** Start Listed records **
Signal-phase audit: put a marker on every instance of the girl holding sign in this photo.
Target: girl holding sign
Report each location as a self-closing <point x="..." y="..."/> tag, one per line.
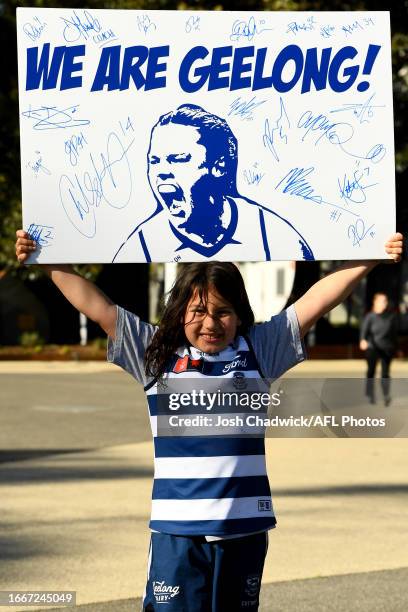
<point x="212" y="507"/>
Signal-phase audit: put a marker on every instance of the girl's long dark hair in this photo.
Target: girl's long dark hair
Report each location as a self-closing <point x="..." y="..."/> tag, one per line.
<point x="227" y="281"/>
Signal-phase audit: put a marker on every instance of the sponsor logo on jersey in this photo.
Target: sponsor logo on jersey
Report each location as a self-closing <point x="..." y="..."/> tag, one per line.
<point x="237" y="363"/>
<point x="239" y="381"/>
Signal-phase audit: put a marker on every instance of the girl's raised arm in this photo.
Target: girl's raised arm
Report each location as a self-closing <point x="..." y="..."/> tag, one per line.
<point x="81" y="293"/>
<point x="335" y="287"/>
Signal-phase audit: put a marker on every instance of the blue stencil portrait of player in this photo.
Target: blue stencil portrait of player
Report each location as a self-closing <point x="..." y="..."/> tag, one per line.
<point x="192" y="166"/>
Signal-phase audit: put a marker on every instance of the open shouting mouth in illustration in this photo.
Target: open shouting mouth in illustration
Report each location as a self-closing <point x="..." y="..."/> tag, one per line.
<point x="173" y="197"/>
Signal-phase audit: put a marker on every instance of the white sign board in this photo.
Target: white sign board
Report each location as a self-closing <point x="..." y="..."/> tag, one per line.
<point x="185" y="136"/>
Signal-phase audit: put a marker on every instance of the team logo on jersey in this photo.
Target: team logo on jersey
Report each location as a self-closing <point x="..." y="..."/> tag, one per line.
<point x="163" y="593"/>
<point x="239" y="381"/>
<point x="186" y="364"/>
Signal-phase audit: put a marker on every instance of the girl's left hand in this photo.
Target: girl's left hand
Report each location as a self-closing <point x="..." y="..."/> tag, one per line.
<point x="395" y="246"/>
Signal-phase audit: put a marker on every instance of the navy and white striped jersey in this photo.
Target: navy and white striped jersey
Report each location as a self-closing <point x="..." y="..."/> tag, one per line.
<point x="210" y="485"/>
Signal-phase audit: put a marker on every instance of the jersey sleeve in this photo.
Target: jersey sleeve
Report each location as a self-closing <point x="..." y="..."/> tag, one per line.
<point x="133" y="336"/>
<point x="277" y="343"/>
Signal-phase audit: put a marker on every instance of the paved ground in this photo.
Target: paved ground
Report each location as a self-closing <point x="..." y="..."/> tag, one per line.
<point x="75" y="481"/>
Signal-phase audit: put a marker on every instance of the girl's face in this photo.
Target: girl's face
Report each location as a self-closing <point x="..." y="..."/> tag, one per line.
<point x="210" y="327"/>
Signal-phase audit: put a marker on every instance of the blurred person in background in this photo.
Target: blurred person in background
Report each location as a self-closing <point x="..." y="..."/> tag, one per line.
<point x="378" y="340"/>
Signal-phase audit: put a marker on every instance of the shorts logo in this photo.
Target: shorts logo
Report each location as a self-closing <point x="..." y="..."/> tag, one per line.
<point x="252" y="586"/>
<point x="163" y="593"/>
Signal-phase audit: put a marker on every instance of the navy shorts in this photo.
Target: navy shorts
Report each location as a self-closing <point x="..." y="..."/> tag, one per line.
<point x="189" y="574"/>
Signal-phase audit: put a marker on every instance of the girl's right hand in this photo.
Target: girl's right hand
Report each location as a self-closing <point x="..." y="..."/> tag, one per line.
<point x="24" y="246"/>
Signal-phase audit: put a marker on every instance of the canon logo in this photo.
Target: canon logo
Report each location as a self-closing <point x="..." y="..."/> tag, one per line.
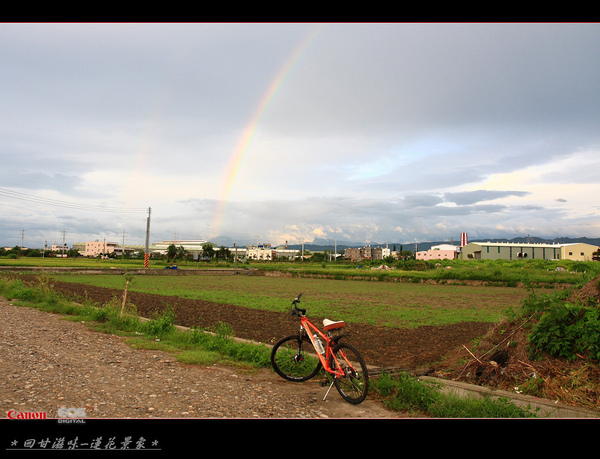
<point x="26" y="415"/>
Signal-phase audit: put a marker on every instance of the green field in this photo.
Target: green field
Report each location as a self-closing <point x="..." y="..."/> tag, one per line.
<point x="394" y="304"/>
<point x="411" y="294"/>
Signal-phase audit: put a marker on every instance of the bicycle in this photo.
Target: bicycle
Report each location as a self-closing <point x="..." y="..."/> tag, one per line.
<point x="301" y="356"/>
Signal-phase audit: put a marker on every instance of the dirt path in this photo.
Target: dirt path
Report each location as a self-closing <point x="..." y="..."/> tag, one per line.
** End Listed records **
**To do**
Copy the listing word for word, starting at the line that contains "Signal-phase audit: put a marker on every instance of the canon" and continuing through its last line. Leave the pictures out.

**Task output**
Signal-phase audit: put a marker on every instance of the canon logo in this photo.
Target: canon logo
Report each location as a self-closing <point x="..." y="..."/> tag, one per line.
<point x="26" y="415"/>
Signal-phase audit: put a marker on every instance of the green field in this photo.
Target: green field
Report each location as a self-closing <point x="..." y="..."/> tag, one per line.
<point x="394" y="304"/>
<point x="411" y="294"/>
Signal-phase audit: put a marker on every instance of the bicycle in this photo.
Target: bicycle
Report each location as a self-closing <point x="..." y="..."/> tag, one per line.
<point x="301" y="356"/>
Signal-phase audit: put a marker on every instance of the dirt path in this photo.
Target: dirt path
Report each location as a self-closing <point x="..." y="..."/> tag, one per line.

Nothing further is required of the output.